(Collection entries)
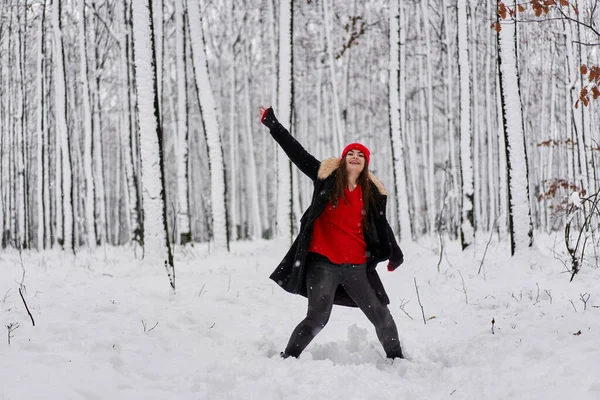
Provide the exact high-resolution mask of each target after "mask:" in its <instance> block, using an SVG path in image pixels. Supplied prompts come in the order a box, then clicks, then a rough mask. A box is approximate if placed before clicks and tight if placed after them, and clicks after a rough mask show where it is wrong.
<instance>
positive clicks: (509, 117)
mask: <svg viewBox="0 0 600 400" xmlns="http://www.w3.org/2000/svg"><path fill="white" fill-rule="evenodd" d="M516 43H517V36H516V23H515V22H514V21H507V22H505V23H502V24H501V25H500V26H499V29H498V65H499V82H500V97H501V104H502V122H503V126H504V142H505V145H506V167H507V168H506V172H507V191H508V193H507V195H508V207H509V215H508V226H509V234H510V248H511V254H513V255H514V254H515V253H516V252H517V251H519V250H521V249H524V248H526V247H529V246H531V245H532V243H533V224H532V221H531V209H530V204H529V181H528V180H529V177H528V166H527V153H526V149H525V139H524V128H523V109H522V105H521V93H520V89H519V77H518V70H517V50H516Z"/></svg>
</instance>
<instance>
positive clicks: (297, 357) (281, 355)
mask: <svg viewBox="0 0 600 400" xmlns="http://www.w3.org/2000/svg"><path fill="white" fill-rule="evenodd" d="M279 355H280V356H281V358H283V359H284V360H285V359H286V358H289V357H294V358H298V357H296V356H292V355H291V354H288V353H286V352H285V351H282V352H281V353H279Z"/></svg>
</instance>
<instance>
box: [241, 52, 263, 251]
mask: <svg viewBox="0 0 600 400" xmlns="http://www.w3.org/2000/svg"><path fill="white" fill-rule="evenodd" d="M244 60H245V61H246V62H245V68H244V83H245V85H244V97H245V100H246V106H247V107H246V146H247V148H246V150H247V155H248V164H249V165H248V167H249V168H250V170H249V171H248V176H249V182H248V189H249V190H248V191H249V196H250V214H249V223H250V236H251V237H252V239H258V238H260V237H261V235H262V221H261V218H260V205H259V202H258V173H257V171H256V158H255V156H254V135H253V134H252V120H253V117H254V115H255V113H254V112H252V111H253V108H252V107H251V101H250V88H249V86H250V76H249V71H250V63H249V62H248V54H245V57H244Z"/></svg>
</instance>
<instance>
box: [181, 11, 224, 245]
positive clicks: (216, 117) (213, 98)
mask: <svg viewBox="0 0 600 400" xmlns="http://www.w3.org/2000/svg"><path fill="white" fill-rule="evenodd" d="M187 4H188V17H189V18H188V23H189V26H190V35H191V37H190V42H191V47H192V65H193V66H194V80H195V83H196V92H197V94H198V104H199V105H200V109H201V111H200V112H201V114H202V115H201V117H202V118H201V119H202V125H203V131H204V134H205V136H206V146H207V148H208V164H209V173H210V182H211V184H210V187H211V203H210V206H211V216H212V234H213V241H214V245H215V248H216V249H227V250H229V230H228V227H227V208H226V206H225V189H226V187H227V186H226V182H225V164H224V158H223V148H222V145H221V136H220V130H219V121H218V118H217V109H216V104H215V100H214V97H213V92H212V89H211V84H210V79H209V76H208V66H207V60H206V52H205V49H204V32H203V31H202V20H201V16H200V6H199V5H198V0H188V3H187Z"/></svg>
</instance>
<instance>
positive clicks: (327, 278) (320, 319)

● **TASK STATEMENT**:
Your output should be the records above, duplicated exactly and picture-free.

● **ANSWER TO THE PROBLEM**:
Provide the exact high-resolution mask of each target after "mask:" in its <instance> block, using an SVG path in image pixels. Supplied prompts come in the order a box, then clicks, then a rough mask. A box is approximate if placed before clicks and tight if placed after them, and clicks after a rough mask show where it is wrong.
<instance>
positive clicks: (509, 117)
mask: <svg viewBox="0 0 600 400" xmlns="http://www.w3.org/2000/svg"><path fill="white" fill-rule="evenodd" d="M516 43H517V36H516V23H515V22H514V21H507V22H505V23H502V24H501V25H500V26H499V29H498V65H499V82H500V97H501V104H502V122H503V126H504V142H505V145H506V167H507V168H506V172H507V191H508V193H507V195H508V207H509V215H508V226H509V234H510V248H511V254H513V255H514V254H515V253H516V252H517V251H519V250H521V249H524V248H526V247H529V246H531V245H532V243H533V224H532V221H531V209H530V204H529V181H528V180H529V177H528V166H527V153H526V149H525V139H524V128H523V109H522V105H521V93H520V89H519V77H518V70H517V50H516Z"/></svg>
</instance>
<instance>
positive clicks: (297, 357) (281, 355)
mask: <svg viewBox="0 0 600 400" xmlns="http://www.w3.org/2000/svg"><path fill="white" fill-rule="evenodd" d="M279 355H280V356H281V358H283V359H284V360H285V359H286V358H289V357H294V358H298V357H296V356H292V355H291V354H288V353H286V352H285V351H282V352H281V353H279Z"/></svg>
</instance>
<instance>
box: [241, 52, 263, 251]
mask: <svg viewBox="0 0 600 400" xmlns="http://www.w3.org/2000/svg"><path fill="white" fill-rule="evenodd" d="M244 60H245V61H246V62H245V68H244V83H245V85H244V97H245V100H246V106H247V107H246V146H247V148H246V150H247V155H248V164H249V165H248V167H249V168H250V170H249V171H248V176H249V182H248V189H249V190H248V191H249V196H250V214H249V223H250V236H251V237H252V239H258V238H260V237H261V235H262V221H261V218H260V205H259V202H258V173H257V171H256V158H255V156H254V135H253V134H252V120H253V117H254V115H255V113H254V112H252V111H253V108H252V107H251V101H250V88H249V86H250V76H249V71H250V63H249V62H248V54H245V57H244Z"/></svg>
</instance>
<instance>
box: [181, 11, 224, 245]
positive clicks: (216, 117) (213, 98)
mask: <svg viewBox="0 0 600 400" xmlns="http://www.w3.org/2000/svg"><path fill="white" fill-rule="evenodd" d="M187 4H188V17H189V18H188V23H189V26H190V35H191V37H190V42H191V47H192V65H193V66H194V80H195V83H196V92H197V94H198V104H199V105H200V109H201V111H200V112H201V114H202V115H201V117H202V118H201V119H202V125H203V131H204V134H205V136H206V146H207V148H208V164H209V173H210V182H211V184H210V187H211V203H210V206H211V216H212V234H213V241H214V245H215V248H216V249H227V250H229V230H228V227H227V208H226V206H225V189H226V187H227V186H226V182H225V164H224V158H223V148H222V145H221V136H220V130H219V121H218V118H217V109H216V104H215V100H214V97H213V92H212V89H211V84H210V79H209V76H208V66H207V60H206V52H205V49H204V32H203V31H202V20H201V16H200V6H199V5H198V0H188V3H187Z"/></svg>
</instance>
<instance>
positive clicks: (327, 278) (320, 319)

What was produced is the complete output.